- Goal 1
In the forum thread about an Epson DTG printer, in which city does one poster say Epson will demo the printer to dealers?
- Goal 2
List every distinct username that posts in the forum thread about an Epson DTG printer.
- Goal 3
Repeat the portion of the forum thread about an Epson DTG printer between "Ink chip will" and "with White ink.", inclusive.

# Epson Bringing a dtg to market??



## 102557 (Mar 6, 2010)

I have heard from some credible sources that epson is in the process of making a dtg printer and or already have one??!! Anyone privy to any details of the printer? what model type? cmyk?w? different head? epson Ink? rumored to be in the 5k range?  I gotta see this printer... Inquiring minds wanna know!!


----------



## BroJames (Jul 8, 2008)

I've been unable to get on line for quite a while but I've heard ruymors that one is indeed on the works. A prototype or not, it is working. Hope someone "privy" to the details can shed some light. I'm sure there are lot's of curious cats dying to hear the good news.


----------



## allamerican-aeoon (Aug 14, 2007)

I was wondering when this post will be appear in TSF. What I know so far are below but cannot responsible on my post content.
1. They will demo to dealers this months in Chicago. I will have pictures soon after.
2. A3 format 13"x?? Engine. Such as 1800 between 3000 models.
3. Flat bed and very cheap. Ink will be very expensive.
4. Sublimation direct garment concept(?)
5. Very little possibility of using white ink. 
6. Service will be a nightmare.
7. No RIP usually less quality output.
8. Curing ink? My question too.
9. Knowing Epson they could change their mind at last moment.
10. Epson asked us sell Viper to them at few months back. I said sure we will. If AA did not sell to them somebody will, lol. Why they bought it? I don't know too. R&D?
All are IMHO and what I heard.

It will be wise to hold on your wallet until all bugs and hear end users opinions. Mimaki failed, this does not mean Epson will too but big tree falls fast and first.
Does any DTG mfg. should concern?  your call who should who should not.
I love this industry. Great Jungle. All animals are have a way to survive. Eat and eaten. 
Cheers! Beers are on me always.


----------



## allamerican-aeoon (Aug 14, 2007)

Second thoughts,
Some DTG mfgs might have possibility to make better than original Epson with service.
Ink chip will be crack in couple months by Chinese. They are master on this. Lol 
Love this jungle! Keep blood moving.
Cheers! Beers are on me always to all TSF members.


----------



## sunoracle (Jul 1, 2010)

Haha
if Epson develop CMYK garment printer, dtg mfgs may modify it to work with White ink. 
if Epson develop CMYK+W garment printer, dtg mfgs may make it using UV inks.
if Epson develop A3 garment printer, dtg mfgs will extend it to 1.5 meter.
if Epson develop something, dtg mfgs always stand on his shoulders, so it is always a good case for dtg mfgs...lol 
if Epson develop the 3D printer... what will happen? We will use them to self-duplication the printer... lol


----------



## 102557 (Mar 6, 2010)

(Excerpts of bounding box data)
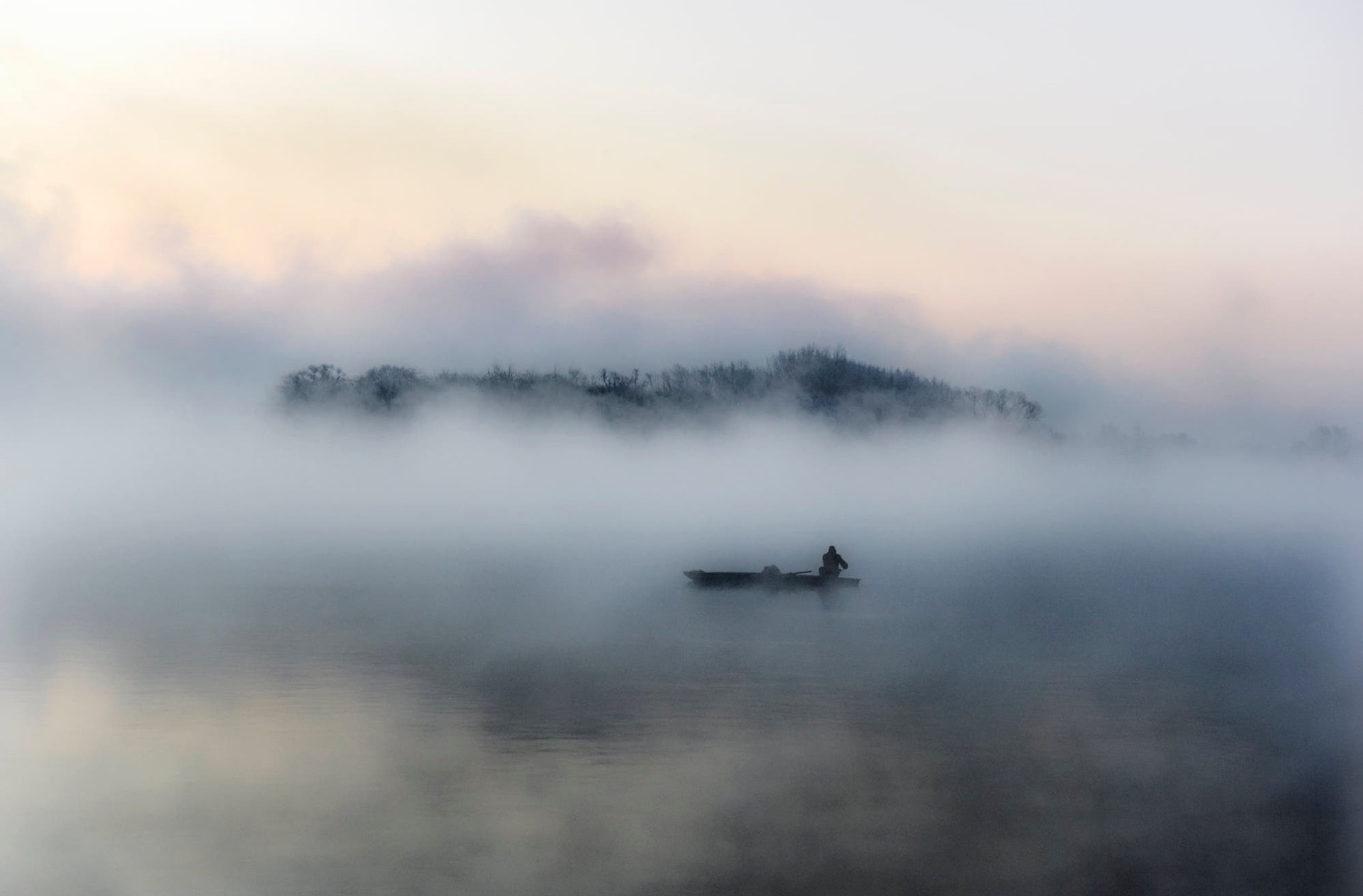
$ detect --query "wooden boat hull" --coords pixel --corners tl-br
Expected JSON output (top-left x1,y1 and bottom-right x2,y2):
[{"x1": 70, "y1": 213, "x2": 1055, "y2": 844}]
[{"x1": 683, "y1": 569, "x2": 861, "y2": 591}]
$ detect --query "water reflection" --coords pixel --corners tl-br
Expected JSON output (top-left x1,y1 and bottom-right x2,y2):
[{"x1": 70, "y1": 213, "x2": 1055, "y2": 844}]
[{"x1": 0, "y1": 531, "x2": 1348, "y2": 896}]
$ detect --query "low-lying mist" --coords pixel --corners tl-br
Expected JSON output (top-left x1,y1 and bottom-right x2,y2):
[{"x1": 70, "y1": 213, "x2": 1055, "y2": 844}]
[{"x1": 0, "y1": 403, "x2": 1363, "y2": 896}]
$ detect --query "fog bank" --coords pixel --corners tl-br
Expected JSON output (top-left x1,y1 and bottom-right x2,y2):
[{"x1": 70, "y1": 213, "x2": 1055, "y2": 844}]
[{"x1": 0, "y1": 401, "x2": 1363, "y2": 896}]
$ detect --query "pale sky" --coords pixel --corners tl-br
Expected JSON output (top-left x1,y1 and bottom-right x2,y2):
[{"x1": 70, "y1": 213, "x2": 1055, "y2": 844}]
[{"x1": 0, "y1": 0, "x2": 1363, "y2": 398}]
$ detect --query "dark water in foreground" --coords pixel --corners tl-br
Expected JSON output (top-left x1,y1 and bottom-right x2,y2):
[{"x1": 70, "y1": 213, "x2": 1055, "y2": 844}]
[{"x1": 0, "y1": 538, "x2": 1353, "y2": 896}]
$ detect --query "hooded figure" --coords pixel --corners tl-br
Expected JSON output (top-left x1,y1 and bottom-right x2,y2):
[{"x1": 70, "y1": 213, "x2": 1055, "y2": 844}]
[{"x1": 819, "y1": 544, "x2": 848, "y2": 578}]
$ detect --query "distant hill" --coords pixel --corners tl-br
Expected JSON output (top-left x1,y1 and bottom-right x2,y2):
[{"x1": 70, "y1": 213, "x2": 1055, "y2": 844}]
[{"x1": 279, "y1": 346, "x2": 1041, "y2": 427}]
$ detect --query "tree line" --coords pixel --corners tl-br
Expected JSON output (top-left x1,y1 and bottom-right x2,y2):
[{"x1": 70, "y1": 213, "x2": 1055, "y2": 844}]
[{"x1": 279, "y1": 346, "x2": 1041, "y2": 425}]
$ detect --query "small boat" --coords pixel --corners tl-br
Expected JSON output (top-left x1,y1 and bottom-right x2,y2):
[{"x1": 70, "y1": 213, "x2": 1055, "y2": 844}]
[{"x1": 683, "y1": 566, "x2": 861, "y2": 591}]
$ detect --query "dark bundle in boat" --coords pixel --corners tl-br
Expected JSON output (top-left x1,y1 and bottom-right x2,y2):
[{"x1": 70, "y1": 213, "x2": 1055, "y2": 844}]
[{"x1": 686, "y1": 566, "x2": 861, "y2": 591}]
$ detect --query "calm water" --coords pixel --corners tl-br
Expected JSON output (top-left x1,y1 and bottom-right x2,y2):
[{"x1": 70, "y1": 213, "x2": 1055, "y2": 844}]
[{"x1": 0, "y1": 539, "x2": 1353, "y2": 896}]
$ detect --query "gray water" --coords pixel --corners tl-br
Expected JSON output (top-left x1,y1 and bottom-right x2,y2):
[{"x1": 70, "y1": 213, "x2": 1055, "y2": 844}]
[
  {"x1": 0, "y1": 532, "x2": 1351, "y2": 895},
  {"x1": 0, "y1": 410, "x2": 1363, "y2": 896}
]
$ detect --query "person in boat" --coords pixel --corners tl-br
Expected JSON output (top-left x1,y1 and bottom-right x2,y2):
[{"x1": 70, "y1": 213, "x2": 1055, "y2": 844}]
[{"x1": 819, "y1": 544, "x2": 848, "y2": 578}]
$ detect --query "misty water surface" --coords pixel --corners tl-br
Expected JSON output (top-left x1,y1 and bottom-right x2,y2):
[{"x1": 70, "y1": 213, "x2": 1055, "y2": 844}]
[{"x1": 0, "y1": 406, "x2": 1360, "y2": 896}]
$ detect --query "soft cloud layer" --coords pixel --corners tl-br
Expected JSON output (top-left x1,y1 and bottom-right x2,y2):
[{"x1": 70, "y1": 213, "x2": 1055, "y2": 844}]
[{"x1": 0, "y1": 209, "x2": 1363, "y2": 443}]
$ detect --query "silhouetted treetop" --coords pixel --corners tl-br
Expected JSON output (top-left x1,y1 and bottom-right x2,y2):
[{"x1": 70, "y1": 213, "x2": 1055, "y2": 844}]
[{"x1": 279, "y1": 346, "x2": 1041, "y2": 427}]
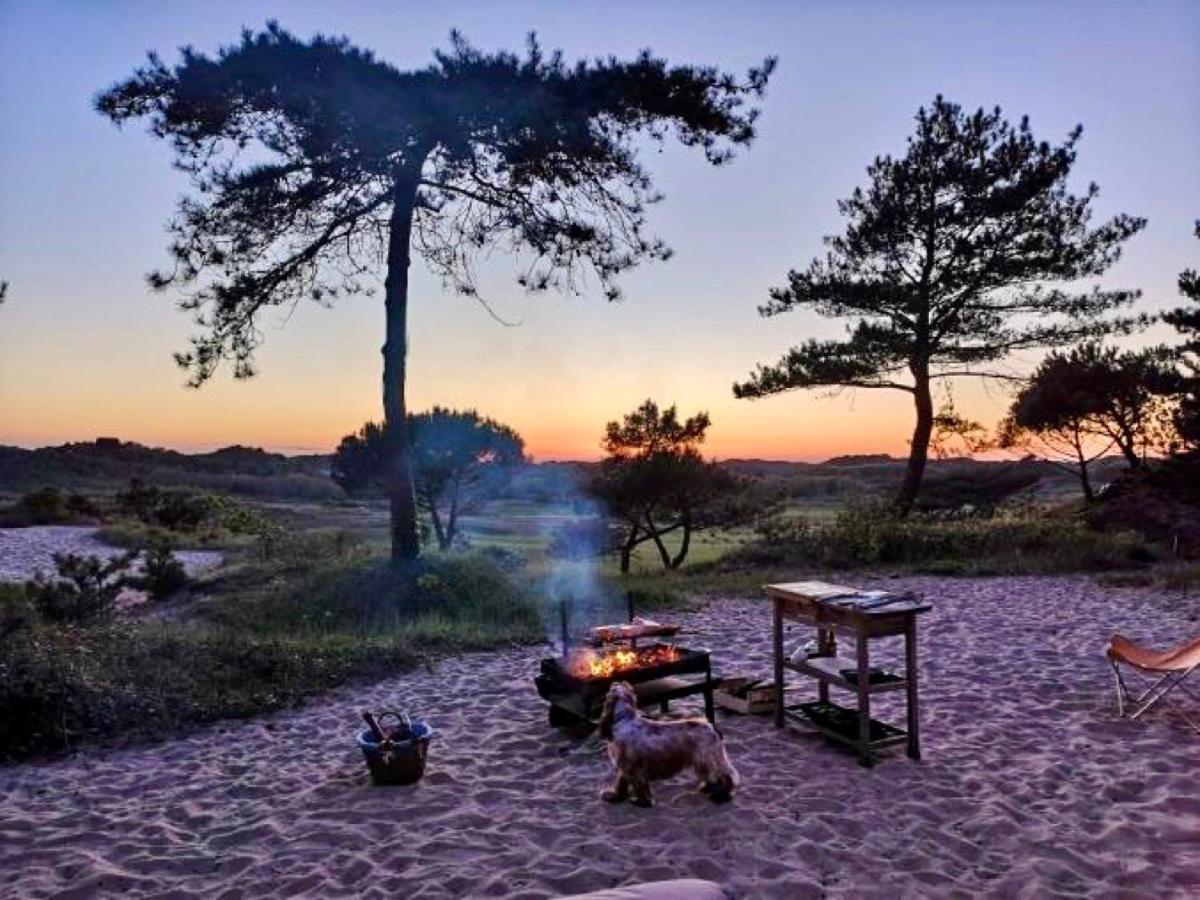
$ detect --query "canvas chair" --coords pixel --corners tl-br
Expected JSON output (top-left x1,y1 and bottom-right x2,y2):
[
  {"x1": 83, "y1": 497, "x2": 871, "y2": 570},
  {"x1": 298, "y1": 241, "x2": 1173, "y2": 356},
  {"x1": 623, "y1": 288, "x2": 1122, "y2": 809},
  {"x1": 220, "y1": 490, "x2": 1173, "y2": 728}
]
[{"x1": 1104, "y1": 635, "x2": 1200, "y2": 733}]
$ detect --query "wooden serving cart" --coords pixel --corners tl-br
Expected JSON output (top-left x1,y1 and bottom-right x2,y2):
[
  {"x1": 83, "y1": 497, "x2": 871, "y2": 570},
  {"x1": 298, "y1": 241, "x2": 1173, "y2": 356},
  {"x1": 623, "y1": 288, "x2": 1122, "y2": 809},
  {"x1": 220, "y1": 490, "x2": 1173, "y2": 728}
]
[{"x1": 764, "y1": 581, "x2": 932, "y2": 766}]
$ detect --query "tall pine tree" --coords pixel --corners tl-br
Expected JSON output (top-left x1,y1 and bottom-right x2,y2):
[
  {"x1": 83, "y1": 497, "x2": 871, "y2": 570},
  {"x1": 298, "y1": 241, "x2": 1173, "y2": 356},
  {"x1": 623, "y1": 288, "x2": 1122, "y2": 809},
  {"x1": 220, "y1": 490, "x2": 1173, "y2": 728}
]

* * *

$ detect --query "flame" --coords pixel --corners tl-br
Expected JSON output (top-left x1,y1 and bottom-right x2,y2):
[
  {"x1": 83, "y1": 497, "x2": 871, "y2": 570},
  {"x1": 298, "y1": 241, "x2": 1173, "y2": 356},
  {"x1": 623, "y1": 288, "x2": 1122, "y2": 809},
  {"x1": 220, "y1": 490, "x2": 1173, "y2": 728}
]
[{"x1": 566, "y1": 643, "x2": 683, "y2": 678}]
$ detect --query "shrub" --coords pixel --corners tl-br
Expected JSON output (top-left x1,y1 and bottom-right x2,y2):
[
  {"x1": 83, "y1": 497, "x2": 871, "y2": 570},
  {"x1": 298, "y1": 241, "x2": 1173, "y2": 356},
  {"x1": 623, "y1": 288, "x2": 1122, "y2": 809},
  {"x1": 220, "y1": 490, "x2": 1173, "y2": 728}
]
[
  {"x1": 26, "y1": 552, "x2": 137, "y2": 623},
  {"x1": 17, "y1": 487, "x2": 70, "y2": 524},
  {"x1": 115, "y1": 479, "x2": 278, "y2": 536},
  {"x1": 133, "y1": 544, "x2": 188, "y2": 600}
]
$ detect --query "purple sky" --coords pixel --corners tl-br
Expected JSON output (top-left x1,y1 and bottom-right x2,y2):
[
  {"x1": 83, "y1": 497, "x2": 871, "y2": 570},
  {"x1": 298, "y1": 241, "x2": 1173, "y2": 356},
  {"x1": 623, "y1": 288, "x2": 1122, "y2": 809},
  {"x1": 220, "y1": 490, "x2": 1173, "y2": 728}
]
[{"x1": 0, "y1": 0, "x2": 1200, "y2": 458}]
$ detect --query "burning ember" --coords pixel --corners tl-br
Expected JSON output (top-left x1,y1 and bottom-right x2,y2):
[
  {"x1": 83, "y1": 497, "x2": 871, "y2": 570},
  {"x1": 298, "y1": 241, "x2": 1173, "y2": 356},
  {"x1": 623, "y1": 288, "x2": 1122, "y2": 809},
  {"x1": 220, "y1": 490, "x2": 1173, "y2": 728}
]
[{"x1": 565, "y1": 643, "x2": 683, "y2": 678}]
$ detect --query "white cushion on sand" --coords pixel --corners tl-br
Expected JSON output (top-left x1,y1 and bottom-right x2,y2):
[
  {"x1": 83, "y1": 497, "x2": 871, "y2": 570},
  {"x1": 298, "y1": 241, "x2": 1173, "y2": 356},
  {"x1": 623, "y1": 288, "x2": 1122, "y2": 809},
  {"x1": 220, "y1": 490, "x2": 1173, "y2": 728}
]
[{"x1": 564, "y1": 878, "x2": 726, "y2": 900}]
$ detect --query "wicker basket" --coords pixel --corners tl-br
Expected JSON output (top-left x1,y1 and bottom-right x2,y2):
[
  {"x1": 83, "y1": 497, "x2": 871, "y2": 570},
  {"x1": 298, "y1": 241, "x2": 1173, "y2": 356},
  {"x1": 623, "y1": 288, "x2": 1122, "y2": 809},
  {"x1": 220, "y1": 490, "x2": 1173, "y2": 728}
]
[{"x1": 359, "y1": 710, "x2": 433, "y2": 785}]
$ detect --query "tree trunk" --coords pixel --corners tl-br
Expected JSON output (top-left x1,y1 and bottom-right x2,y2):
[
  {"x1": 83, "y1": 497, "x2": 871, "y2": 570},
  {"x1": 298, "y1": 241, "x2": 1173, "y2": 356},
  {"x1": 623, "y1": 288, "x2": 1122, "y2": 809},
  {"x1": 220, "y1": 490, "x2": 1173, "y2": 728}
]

==

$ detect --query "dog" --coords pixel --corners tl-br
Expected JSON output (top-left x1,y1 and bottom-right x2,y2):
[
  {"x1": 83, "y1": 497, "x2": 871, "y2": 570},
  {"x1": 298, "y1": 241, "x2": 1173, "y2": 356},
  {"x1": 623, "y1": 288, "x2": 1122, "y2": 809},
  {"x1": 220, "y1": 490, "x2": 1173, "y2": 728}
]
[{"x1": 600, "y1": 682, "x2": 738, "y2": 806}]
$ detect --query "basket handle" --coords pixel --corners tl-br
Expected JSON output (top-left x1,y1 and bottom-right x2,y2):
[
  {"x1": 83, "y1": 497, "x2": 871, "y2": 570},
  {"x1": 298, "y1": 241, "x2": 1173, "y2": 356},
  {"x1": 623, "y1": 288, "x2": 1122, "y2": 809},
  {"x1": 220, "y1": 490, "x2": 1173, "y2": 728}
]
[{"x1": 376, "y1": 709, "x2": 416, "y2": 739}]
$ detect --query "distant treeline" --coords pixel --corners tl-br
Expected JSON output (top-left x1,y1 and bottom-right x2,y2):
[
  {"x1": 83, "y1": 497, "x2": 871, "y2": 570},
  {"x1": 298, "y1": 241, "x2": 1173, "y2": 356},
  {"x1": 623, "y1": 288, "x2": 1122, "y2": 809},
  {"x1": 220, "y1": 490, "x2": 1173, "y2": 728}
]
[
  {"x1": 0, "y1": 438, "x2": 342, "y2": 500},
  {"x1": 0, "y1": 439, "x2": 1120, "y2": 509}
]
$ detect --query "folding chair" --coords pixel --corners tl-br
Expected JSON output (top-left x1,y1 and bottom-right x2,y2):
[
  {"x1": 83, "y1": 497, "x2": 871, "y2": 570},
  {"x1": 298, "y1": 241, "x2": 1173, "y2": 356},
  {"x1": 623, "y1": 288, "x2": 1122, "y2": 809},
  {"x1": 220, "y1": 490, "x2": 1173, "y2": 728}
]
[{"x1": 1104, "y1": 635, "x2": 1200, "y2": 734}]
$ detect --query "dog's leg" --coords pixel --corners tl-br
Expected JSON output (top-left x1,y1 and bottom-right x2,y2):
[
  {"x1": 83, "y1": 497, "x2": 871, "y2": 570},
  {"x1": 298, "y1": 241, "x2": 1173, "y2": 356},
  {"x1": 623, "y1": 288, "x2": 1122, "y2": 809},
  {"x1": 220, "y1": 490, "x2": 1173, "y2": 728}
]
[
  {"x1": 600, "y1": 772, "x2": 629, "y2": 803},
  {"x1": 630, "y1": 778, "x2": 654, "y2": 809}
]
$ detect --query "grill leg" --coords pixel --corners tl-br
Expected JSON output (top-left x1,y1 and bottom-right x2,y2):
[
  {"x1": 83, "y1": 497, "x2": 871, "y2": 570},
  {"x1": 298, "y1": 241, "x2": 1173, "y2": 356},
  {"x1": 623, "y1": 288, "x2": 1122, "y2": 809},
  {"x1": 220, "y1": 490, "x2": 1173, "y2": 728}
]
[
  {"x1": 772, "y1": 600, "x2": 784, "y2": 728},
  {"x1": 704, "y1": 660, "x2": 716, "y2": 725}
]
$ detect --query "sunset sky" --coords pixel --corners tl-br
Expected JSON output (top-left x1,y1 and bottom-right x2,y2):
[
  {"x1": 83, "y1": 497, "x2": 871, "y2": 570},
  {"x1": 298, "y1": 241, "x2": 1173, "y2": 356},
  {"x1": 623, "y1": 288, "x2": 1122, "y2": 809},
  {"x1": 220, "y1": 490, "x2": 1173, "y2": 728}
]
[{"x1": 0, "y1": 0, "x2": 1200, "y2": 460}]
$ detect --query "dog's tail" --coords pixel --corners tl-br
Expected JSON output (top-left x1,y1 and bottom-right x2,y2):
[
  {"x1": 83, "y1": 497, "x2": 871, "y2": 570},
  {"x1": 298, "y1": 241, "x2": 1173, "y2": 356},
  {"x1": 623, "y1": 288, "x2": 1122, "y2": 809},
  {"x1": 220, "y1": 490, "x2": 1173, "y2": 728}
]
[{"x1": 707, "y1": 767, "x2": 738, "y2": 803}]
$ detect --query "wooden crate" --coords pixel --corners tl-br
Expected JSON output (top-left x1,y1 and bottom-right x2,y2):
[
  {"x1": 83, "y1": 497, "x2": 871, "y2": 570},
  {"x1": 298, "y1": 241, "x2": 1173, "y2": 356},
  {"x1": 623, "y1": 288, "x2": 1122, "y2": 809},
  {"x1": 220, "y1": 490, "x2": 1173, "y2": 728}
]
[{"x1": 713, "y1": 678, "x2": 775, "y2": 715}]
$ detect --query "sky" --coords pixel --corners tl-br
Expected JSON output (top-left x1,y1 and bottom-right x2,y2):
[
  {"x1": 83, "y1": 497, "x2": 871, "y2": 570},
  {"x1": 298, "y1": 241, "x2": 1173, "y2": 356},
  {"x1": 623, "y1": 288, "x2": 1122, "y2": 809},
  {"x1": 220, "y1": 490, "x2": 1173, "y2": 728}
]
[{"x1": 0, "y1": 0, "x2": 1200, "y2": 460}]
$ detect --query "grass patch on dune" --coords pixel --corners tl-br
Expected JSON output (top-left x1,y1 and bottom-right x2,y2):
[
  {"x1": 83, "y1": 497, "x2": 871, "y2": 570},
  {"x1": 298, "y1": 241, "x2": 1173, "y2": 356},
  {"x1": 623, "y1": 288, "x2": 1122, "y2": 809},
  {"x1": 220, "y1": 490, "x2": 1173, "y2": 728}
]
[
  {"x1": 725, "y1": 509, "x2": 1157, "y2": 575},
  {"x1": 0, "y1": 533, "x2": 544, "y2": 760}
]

- Complete output 1
Chicago.

- Complete output 2
102557, BroJames, allamerican-aeoon, sunoracle

- Complete output 3
Ink chip will be crack in couple months by Chinese. They are master on this. Lol 
Love this jungle! Keep blood moving.
Cheers! Beers are on me always to all TSF members.


----------



## sunoracle (Jul 1, 2010)

Haha
if Epson develop CMYK garment printer, dtg mfgs may modify it to work with White ink.